╭─ Text segment

As a control panel, the Zeen works well. Its large, 7-inch colour touchscreen makes reading the on-screen menus easy. Sensitivity is its primary weakness: in our tests it was slow to recognise taps, and sometimes it mistook a swipe for a tap. When you undock it, you can still control the HP Photosmart eStation e-All-in-One, or you can print from SD Cards loaded in the top-mounted slot, as well as print web pages. The arrangement seems to be a logical extension of HP's Web-app strategy.
As an MFP, the HP Photosmart eStation is adequate for home use. It has a 125-sheet input tray with an integrated 20-sheet photo tray, as well as a 50-page output area on top of the input tray's cover. Automatic duplexing (printing on both sides of the page) is standard, and works well on both the PC and Mac. Like most consumer-level MFPs, it offers no automatic document feeder to scan multipage documents, just a letter/A4-size flatbed scanner. Using the Zeen control panel, you can scan directly to a memory card, but not to a PC; HP's Scan software will handle that task from a connected computer.
The HP Photosmart eStation is an above-average performer. Plain-text pages printed at rates of around 8.4 pages per minute on the PC and 8.3 ppm on the Mac. Prints of colour snapshots on plain paper exited very quickly at 3.8 ppm. Our 22MB professional photo took just under 3 minutes to print on the Mac, which is about par for the course. Normal scans and copies posted times in the upper-middle range.

╰─

◆ **Exercise task**: Reproduce the part of the printer review between "The HP Photosmart eStation is an" and "the upper-middle range.", inclusive. The lines that come after this review play no part in the work here.

╭─ Information shown

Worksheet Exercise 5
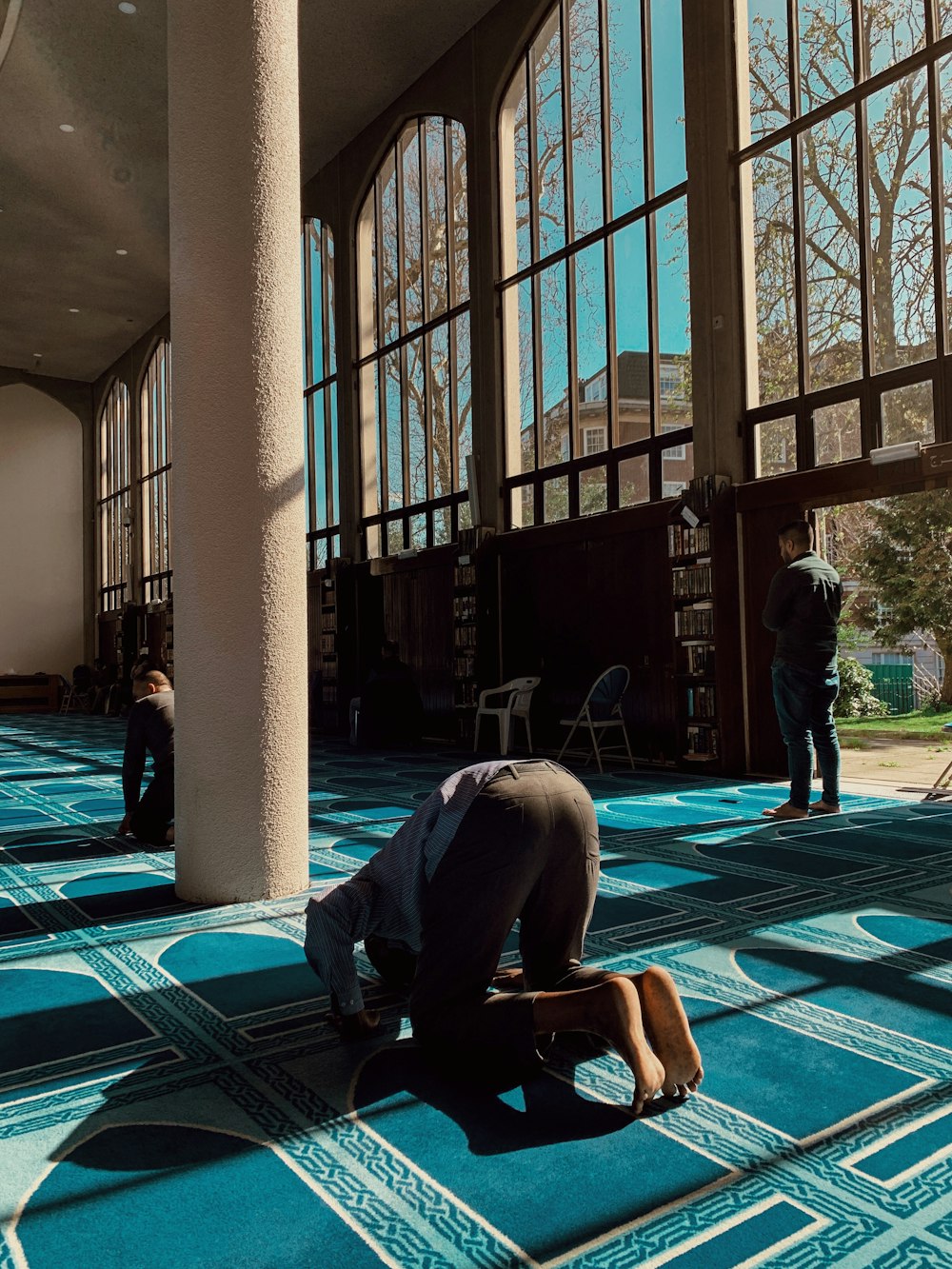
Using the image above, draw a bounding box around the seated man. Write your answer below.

╰─

◆ **Task output**:
The HP Photosmart eStation is an above-average performer. Plain-text pages printed at rates of around 8.4 pages per minute on the PC and 8.3 ppm on the Mac. Prints of colour snapshots on plain paper exited very quickly at 3.8 ppm. Our 22MB professional photo took just under 3 minutes to print on the Mac, which is about par for the course. Normal scans and copies posted times in the upper-middle range.